Exercise requirements –
1. From the passage on eggs and brain injury, extract verbatim the text from "By applying shocks" up to and including "head to rotate.".
2. According to the passage on eggs and brain injury, in which journal were the researchers' results published?

Passage provided –
- - - - - - -
By applying shocks to an egg, the yolk inside behaves like the brain bathed in cerebrospinal fluid. By testing different types of impact on an egg, it is then possible to predict the brain damage that could happen to the brain.
- In the event of a shock, the effects on the eggs and the brain are similar because the envelope which surrounds them absorbs part of the damage.
- The most dangerous shocks for the brain are those that cause the head to rotate.
On closer inspection, an egg has nothing to envy to a skull. In both cases, the outer shell is hard enough to withstand light shocks and the most important part (the egg yolk or the brain) is protected by a shock-absorbing liquid. Based on this observation, researchers from the University of Pennsylvania (United States) studied the reactions of an egg subjected to shocks in order to better understand the cranial trauma that could happen to the brain. The results of their study were published in the journal Physics of Fluids on January 19, 2021.
- - - - - - -
Records shown –

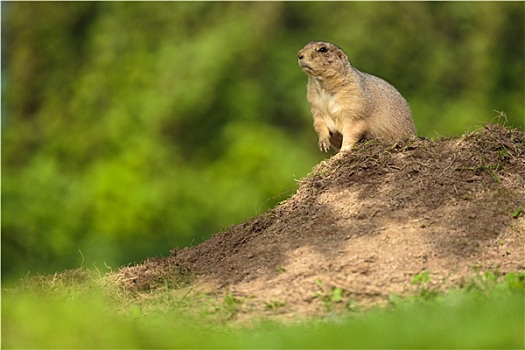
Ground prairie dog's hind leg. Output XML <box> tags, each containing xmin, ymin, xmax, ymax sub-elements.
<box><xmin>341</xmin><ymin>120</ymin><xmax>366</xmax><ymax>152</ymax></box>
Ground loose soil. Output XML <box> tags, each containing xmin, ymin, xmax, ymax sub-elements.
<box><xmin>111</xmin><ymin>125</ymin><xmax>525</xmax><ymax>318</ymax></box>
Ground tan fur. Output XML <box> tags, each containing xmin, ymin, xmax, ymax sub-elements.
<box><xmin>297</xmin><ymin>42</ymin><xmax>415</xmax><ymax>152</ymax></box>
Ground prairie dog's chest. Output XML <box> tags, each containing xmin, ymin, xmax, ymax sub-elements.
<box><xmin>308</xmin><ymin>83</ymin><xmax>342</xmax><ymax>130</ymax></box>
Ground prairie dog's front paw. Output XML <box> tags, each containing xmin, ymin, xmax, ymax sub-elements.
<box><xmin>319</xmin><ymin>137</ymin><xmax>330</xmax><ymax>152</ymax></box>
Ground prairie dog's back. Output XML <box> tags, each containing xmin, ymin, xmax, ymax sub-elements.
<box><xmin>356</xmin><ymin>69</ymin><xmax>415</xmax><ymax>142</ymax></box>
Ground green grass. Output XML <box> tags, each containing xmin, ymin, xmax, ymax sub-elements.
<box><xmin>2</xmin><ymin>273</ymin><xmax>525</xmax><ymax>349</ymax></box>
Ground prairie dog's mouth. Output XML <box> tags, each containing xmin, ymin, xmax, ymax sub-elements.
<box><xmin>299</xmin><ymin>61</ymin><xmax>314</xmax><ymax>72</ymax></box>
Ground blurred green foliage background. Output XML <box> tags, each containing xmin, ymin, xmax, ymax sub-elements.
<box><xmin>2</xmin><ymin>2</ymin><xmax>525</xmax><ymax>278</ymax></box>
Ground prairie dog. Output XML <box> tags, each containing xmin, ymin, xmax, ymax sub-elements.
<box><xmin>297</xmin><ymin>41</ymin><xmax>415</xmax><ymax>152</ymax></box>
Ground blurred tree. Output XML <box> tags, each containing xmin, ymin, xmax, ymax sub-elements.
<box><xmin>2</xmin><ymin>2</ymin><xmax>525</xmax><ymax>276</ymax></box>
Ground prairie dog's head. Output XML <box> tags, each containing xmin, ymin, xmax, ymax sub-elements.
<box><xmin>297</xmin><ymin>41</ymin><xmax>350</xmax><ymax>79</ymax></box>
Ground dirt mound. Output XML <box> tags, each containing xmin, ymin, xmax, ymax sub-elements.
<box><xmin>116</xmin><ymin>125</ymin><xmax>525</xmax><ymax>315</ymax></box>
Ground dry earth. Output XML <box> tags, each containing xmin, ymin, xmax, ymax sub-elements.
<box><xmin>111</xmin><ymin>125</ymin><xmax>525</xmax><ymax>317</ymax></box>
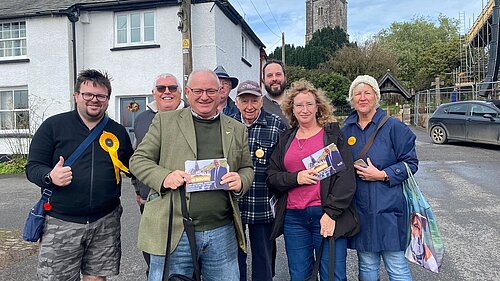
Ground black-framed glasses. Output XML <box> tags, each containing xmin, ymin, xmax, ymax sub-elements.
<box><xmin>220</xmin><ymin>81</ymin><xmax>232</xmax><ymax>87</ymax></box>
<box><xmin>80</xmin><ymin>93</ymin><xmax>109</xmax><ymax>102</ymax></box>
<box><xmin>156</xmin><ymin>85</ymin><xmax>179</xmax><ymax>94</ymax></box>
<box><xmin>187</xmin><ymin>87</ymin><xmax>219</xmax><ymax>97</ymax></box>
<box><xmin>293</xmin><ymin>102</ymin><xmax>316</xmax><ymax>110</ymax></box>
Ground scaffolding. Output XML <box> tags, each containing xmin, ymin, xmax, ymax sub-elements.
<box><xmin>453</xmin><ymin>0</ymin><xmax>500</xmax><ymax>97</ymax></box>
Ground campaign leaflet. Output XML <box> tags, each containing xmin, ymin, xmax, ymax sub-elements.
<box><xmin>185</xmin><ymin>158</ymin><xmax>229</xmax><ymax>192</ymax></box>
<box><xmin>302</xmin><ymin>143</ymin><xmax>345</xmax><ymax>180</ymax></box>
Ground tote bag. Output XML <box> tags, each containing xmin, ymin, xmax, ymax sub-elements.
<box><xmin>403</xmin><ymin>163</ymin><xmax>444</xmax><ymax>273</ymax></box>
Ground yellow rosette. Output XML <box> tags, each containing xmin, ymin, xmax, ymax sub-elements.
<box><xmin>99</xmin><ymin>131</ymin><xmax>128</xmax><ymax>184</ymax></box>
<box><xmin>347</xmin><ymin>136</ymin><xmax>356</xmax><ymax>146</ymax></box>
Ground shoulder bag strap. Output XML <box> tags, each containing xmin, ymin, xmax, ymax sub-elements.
- - - - - - -
Task-by-task results –
1.
By applying shocks to an egg, the yolk inside behaves like the brain bathed in cerebrospinal fluid. By testing different types of impact on an egg, it is then possible to predict the brain damage that could happen to the brain.
- In the event of a shock, the effects on the eggs and the brain are similar because the envelope which surrounds them absorbs part of the damage.
- The most dangerous shocks for the brain are those that cause the head to rotate.

2. Physics of Fluids